──────── Extract

Nature reserve in Surrey, England

Manor Farm is a 25 ha nature reserve in Byfleet, Surrey. It is owned and managed by the Surrey Wildlife Trust.

In the seventeenth century, the area was part of a deer park and in the Second World War the wet meadows next to the River Wey were ploughed as part of the Dig for Victory campaign. The site was then a market garden until 2006.

The Trust acquired Manor Farm in 2009 and introduced cattle to graze the land to increase biodiversity in the same year. It was officially opened on 29 May 2010 and the Woking News and Mail reported the same month that skylarks, pied wagtails, linnets and roe deer were already visiting the site. An artificial otter holt was constructed by the Wey in the first year of the trust's ownership. Among the species recorded in a 2011 survey of the wet meadows next to the river were: the nationally scarce dotted fan-foot moth (thought to have been absent from Surrey for the previous 14 years); Baryphyma pratense (a money spider not previously recorded in the county); a species of rove beetle.

────────────────

Complete the following
[A] Answer these from the Manor Farm article:
(i) Who owns and manages the reserve?
(ii) Until what year was the site a market garden?
(iii) On what date was it officially opened?
[B] Can you copy out the Manor Farm article word for word from "In the seventeenth" to "garden until 2006."?
[C] How might the Manor Farm article go on? Write the next part, starting after its last sentence.
The records have nothing to do with the Manor Farm article.

──────── Data

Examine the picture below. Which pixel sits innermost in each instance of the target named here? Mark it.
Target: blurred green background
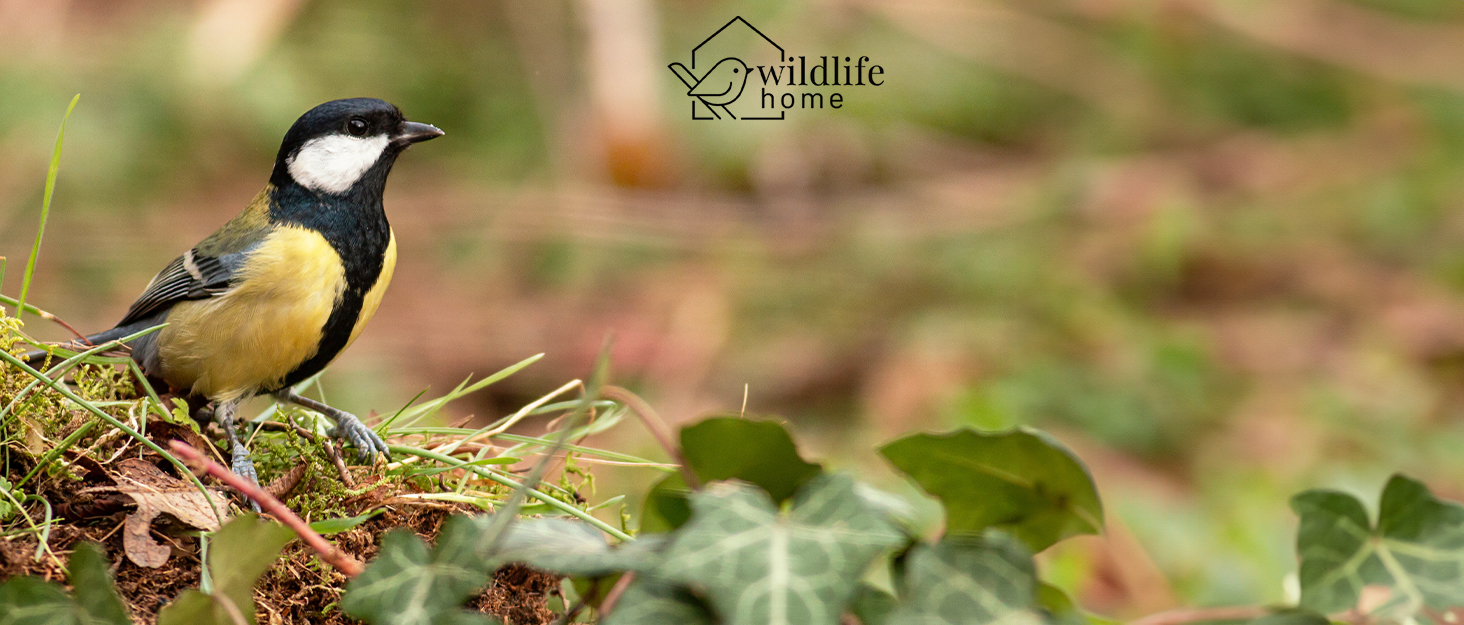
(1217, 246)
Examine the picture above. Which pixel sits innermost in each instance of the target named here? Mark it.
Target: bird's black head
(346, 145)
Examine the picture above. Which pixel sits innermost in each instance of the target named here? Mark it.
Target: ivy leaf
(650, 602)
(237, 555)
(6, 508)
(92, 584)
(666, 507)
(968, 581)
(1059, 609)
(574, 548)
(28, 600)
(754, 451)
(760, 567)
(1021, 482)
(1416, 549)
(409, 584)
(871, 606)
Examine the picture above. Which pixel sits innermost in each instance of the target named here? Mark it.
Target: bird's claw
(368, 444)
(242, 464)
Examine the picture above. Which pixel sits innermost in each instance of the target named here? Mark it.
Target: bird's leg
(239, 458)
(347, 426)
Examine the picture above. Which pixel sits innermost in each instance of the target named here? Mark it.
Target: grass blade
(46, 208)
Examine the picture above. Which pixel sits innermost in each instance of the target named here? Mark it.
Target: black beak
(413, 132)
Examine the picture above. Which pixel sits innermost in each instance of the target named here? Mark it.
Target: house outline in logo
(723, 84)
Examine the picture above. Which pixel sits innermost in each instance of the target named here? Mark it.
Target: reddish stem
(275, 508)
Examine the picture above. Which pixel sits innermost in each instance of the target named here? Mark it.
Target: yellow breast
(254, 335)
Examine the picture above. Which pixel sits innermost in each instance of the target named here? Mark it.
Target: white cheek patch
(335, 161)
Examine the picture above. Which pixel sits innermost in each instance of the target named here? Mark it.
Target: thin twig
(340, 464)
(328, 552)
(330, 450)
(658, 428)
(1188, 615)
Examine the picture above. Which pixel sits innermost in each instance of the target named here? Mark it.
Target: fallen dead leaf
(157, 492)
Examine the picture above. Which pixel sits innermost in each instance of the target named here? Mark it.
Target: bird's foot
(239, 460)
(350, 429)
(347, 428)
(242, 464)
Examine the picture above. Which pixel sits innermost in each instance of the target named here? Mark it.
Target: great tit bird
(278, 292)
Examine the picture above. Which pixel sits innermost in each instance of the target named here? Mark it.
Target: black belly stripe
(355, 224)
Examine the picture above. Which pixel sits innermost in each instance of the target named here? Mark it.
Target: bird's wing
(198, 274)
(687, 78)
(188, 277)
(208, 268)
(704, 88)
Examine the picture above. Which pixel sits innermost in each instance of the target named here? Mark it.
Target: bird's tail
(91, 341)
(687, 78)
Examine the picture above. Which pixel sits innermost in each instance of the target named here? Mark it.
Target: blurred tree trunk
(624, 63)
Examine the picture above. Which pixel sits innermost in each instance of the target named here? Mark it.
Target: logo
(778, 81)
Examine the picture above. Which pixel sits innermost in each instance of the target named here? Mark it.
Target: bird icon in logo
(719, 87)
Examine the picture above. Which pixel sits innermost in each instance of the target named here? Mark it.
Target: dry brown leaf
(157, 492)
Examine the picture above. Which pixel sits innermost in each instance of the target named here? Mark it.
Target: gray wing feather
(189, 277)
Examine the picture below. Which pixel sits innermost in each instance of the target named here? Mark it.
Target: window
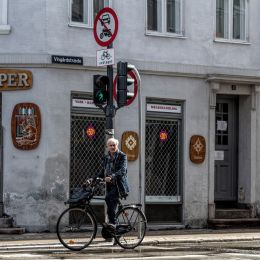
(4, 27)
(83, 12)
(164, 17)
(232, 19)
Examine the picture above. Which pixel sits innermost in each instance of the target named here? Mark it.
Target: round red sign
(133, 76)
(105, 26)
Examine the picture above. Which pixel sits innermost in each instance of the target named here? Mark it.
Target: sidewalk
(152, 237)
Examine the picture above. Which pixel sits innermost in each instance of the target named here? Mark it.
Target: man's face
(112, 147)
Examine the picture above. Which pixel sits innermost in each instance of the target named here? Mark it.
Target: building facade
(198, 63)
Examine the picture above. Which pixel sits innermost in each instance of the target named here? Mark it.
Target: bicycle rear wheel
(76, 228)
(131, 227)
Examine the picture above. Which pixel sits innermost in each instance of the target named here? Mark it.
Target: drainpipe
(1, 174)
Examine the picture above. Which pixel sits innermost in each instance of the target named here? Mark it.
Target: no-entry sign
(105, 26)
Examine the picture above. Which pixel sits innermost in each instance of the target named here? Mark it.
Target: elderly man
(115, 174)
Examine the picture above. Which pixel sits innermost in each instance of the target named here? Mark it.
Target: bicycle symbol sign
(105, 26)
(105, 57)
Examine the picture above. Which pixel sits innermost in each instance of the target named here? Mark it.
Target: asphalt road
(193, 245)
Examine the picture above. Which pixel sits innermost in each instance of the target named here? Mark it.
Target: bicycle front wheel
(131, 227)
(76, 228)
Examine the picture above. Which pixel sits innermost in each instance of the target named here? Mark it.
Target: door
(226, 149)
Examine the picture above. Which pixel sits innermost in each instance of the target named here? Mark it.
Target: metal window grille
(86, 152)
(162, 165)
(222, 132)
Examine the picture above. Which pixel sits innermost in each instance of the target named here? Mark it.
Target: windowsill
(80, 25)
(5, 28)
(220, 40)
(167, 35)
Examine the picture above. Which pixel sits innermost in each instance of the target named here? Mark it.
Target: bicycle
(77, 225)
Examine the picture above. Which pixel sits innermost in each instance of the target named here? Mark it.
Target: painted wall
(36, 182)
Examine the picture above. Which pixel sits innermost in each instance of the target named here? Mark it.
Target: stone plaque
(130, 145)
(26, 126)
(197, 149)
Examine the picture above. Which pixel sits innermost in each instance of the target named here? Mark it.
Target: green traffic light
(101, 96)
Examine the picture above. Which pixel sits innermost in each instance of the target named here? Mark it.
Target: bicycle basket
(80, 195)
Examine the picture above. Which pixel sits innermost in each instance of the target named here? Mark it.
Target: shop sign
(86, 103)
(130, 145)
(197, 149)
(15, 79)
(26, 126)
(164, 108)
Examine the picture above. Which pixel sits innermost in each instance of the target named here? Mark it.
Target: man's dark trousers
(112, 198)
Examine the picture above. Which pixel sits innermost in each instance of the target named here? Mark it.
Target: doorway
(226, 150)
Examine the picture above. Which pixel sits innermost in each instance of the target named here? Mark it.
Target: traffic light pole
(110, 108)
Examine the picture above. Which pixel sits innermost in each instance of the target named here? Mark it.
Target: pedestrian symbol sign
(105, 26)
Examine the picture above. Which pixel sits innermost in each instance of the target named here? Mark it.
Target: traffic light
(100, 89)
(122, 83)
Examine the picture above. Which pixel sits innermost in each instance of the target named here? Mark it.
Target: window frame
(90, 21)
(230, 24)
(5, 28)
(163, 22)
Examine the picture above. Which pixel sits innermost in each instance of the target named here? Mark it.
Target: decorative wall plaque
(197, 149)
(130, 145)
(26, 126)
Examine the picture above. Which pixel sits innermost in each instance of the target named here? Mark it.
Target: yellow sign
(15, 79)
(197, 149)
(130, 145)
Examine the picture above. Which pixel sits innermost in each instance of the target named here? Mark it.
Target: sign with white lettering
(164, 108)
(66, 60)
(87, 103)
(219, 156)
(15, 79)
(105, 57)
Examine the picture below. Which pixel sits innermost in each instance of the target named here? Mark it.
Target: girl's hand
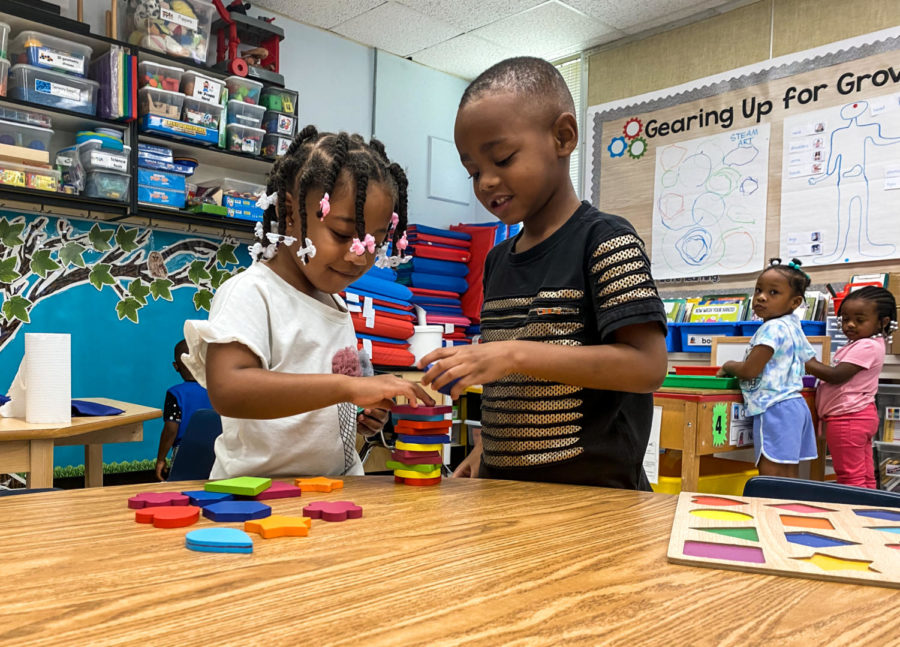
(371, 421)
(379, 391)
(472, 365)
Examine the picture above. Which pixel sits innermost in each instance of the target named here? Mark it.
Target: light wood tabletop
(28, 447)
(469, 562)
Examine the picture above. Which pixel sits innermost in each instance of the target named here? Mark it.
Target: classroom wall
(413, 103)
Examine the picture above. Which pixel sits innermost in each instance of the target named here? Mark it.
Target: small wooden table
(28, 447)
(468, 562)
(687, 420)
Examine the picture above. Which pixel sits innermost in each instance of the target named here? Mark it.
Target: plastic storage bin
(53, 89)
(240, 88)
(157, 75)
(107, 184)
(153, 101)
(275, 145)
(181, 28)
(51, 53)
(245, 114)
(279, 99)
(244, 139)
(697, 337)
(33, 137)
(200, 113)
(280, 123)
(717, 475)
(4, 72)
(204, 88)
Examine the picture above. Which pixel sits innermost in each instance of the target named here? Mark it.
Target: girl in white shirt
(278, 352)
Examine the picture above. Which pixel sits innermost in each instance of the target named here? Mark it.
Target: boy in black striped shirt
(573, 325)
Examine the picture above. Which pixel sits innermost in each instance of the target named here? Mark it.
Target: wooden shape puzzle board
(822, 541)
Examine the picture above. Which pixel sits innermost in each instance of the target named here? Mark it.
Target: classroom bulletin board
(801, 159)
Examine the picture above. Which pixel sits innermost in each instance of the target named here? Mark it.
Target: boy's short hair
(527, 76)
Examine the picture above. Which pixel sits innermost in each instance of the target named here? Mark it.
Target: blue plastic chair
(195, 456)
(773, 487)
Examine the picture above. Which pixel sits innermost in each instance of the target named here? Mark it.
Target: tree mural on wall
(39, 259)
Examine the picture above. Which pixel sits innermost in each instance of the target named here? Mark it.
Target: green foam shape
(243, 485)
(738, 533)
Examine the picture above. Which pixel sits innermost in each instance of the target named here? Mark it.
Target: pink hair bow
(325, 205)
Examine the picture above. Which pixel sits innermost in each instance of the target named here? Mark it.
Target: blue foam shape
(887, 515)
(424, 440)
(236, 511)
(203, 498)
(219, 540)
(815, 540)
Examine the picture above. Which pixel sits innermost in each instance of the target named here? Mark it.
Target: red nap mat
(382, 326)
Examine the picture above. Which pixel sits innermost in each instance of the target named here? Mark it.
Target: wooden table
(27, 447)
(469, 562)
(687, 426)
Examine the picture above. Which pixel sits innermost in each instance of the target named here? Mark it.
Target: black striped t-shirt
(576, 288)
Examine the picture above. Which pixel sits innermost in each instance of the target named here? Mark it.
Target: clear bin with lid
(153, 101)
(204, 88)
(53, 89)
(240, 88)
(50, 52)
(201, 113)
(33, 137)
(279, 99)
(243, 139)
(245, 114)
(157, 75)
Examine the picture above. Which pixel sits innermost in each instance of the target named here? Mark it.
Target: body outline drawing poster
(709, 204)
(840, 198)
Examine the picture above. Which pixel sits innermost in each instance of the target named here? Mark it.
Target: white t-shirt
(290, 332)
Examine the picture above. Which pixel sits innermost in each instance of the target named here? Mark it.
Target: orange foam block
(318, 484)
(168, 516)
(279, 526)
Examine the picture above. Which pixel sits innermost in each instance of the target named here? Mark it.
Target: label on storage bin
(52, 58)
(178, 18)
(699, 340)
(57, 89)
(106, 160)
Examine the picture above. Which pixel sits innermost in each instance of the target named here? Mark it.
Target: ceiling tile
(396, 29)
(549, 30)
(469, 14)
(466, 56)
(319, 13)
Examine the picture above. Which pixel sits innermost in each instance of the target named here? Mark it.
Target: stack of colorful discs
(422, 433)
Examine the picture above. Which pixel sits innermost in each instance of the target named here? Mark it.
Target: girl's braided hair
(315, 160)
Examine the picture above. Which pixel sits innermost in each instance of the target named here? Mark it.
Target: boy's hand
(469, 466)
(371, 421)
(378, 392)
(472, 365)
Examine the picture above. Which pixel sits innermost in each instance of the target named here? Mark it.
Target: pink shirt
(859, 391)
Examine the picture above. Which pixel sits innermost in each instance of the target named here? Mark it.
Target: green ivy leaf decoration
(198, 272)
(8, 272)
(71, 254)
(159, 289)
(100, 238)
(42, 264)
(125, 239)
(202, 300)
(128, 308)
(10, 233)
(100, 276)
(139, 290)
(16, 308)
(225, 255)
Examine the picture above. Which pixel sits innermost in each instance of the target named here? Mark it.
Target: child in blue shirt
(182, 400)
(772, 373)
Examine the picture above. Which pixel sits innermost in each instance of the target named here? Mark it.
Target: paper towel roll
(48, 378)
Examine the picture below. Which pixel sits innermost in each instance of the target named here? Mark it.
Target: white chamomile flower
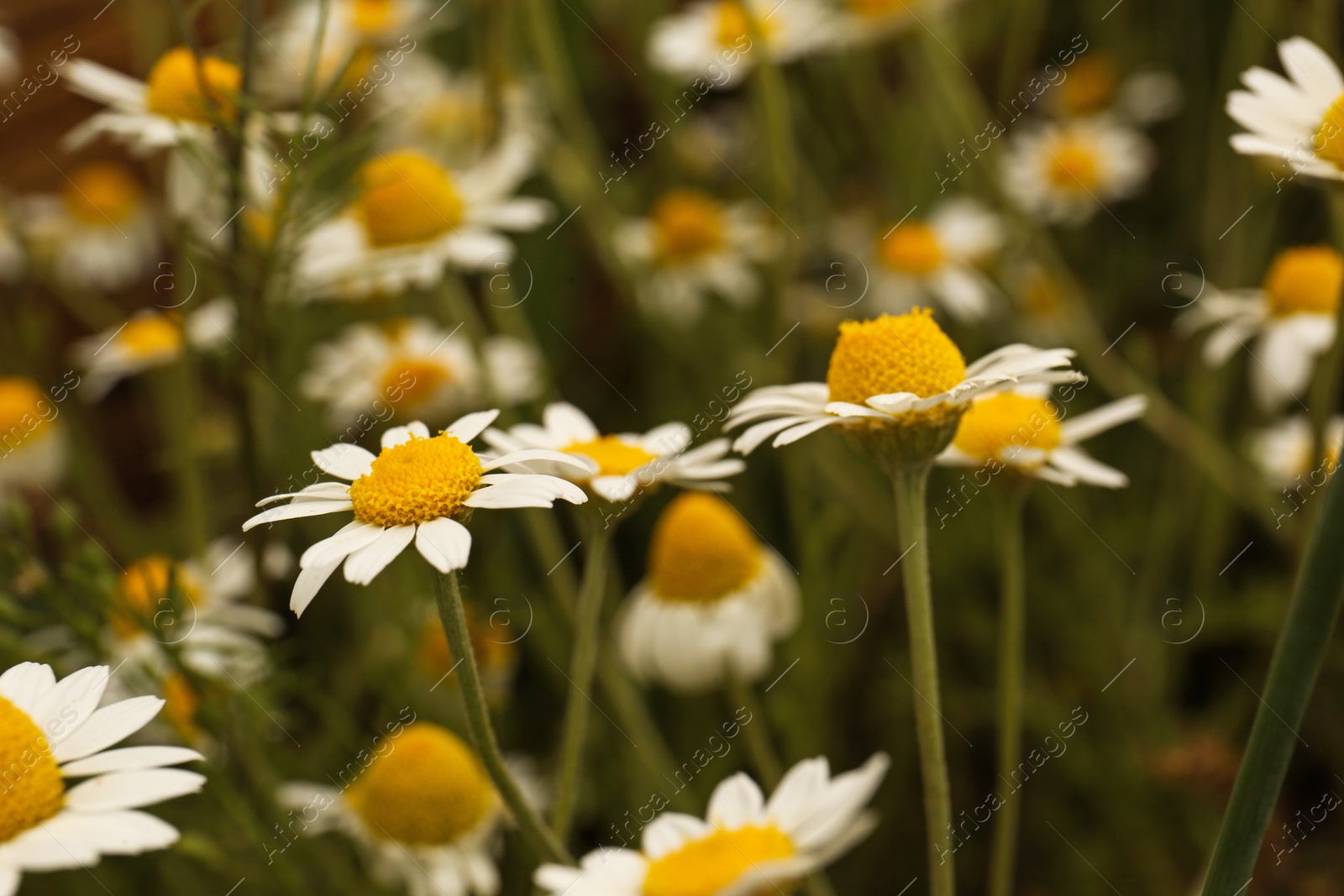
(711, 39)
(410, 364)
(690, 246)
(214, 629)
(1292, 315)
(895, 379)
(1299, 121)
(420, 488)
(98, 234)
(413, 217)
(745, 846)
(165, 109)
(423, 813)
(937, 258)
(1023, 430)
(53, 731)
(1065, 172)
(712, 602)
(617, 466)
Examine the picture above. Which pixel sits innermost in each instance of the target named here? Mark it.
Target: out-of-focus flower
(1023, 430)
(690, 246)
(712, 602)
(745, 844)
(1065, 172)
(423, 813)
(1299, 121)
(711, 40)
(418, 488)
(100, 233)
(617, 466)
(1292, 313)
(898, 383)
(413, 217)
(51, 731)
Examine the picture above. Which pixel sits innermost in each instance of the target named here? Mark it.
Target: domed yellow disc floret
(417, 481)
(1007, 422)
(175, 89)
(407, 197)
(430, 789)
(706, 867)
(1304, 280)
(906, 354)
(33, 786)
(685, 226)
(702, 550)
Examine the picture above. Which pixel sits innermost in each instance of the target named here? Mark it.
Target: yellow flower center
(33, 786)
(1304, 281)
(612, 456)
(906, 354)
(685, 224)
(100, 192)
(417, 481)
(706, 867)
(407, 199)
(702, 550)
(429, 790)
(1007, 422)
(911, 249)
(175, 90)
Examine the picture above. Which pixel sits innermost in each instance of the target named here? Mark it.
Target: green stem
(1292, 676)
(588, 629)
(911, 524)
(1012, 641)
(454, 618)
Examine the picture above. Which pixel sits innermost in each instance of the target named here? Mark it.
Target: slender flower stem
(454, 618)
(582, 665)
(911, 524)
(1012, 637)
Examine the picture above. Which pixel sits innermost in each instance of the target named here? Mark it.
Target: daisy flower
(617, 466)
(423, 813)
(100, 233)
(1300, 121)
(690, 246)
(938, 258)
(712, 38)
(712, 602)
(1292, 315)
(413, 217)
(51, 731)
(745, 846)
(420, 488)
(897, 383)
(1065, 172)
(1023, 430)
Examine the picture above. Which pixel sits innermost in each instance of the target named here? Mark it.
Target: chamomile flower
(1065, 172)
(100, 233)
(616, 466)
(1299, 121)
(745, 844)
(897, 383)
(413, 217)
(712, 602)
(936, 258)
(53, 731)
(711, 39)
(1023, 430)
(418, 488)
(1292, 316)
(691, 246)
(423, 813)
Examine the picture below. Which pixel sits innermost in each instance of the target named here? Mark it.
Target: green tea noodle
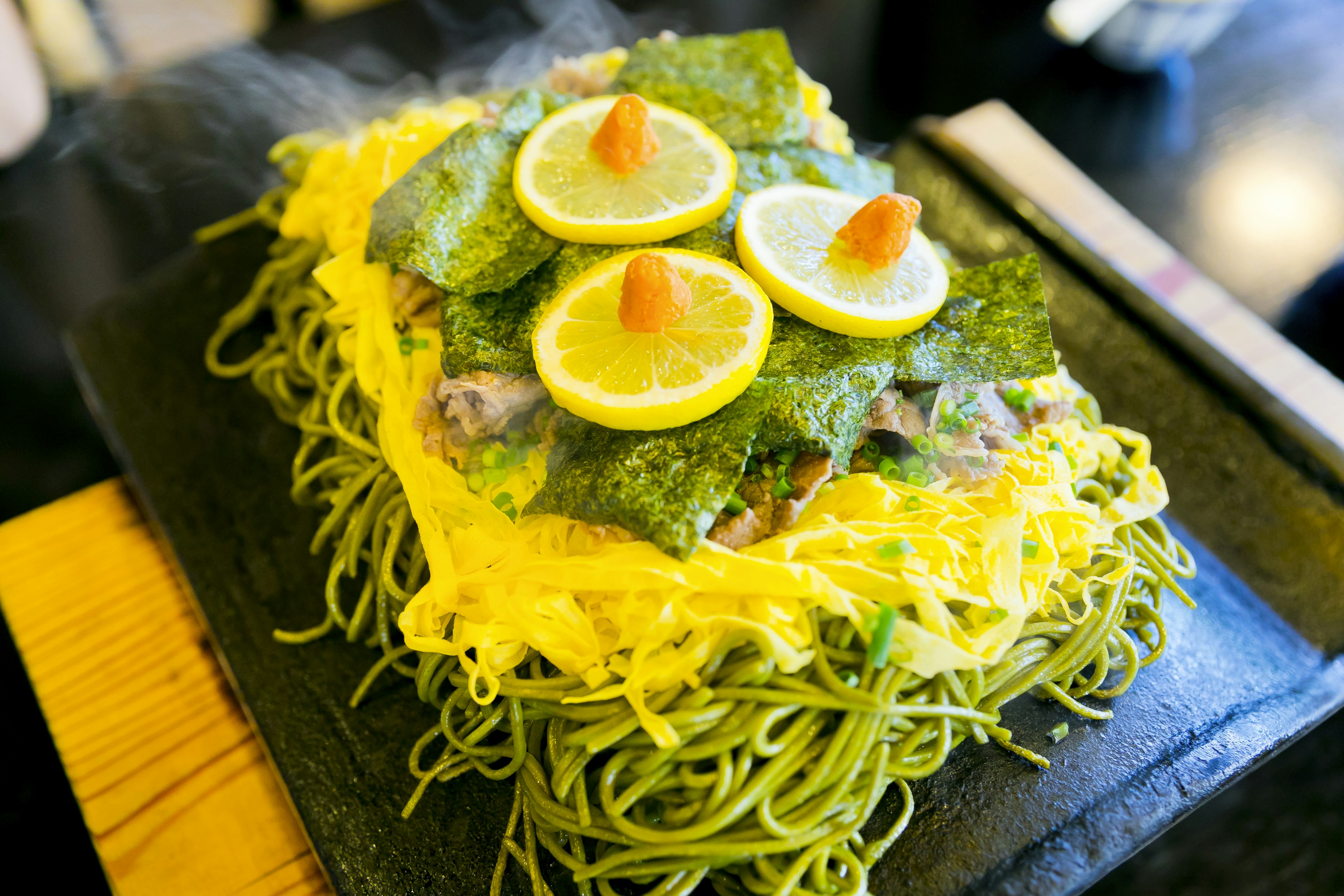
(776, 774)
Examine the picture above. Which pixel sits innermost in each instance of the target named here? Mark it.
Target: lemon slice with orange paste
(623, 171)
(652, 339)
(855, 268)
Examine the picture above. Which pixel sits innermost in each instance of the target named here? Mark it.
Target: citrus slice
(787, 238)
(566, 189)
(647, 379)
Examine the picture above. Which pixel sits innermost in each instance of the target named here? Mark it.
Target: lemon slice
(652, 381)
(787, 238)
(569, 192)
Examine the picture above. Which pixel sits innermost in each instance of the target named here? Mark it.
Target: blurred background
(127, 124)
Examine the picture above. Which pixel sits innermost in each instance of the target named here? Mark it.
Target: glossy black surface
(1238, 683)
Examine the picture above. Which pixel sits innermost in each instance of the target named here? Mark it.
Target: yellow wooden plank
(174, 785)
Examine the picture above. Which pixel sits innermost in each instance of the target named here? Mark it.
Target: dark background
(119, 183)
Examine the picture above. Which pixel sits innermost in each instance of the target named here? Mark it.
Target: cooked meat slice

────────────────

Answers below
[A]
(i) The Surrey Wildlife Trust.
(ii) 2006.
(iii) 29 May 2010.

[B]
In the seventeenth century, the area was part of a deer park and in the Second World War the wet meadows next to the River Wey were ploughed as part of the Dig for Victory campaign. The site was then a market garden until 2006.

[C]
At the end of 2010, the trust was awarded £20k in grants by Biffaward and the Veolia Environmental Trust to create new hedgerows and construct a new bird hide. A £1M conservation project, funded by Shepperton Studios began in February 2023. The 30-year scheme will provide a habitat for plant species that thrive in low-nutrient soils, including orchids and other wildflowers.

There is access to footpaths only apart from a dog exercise area.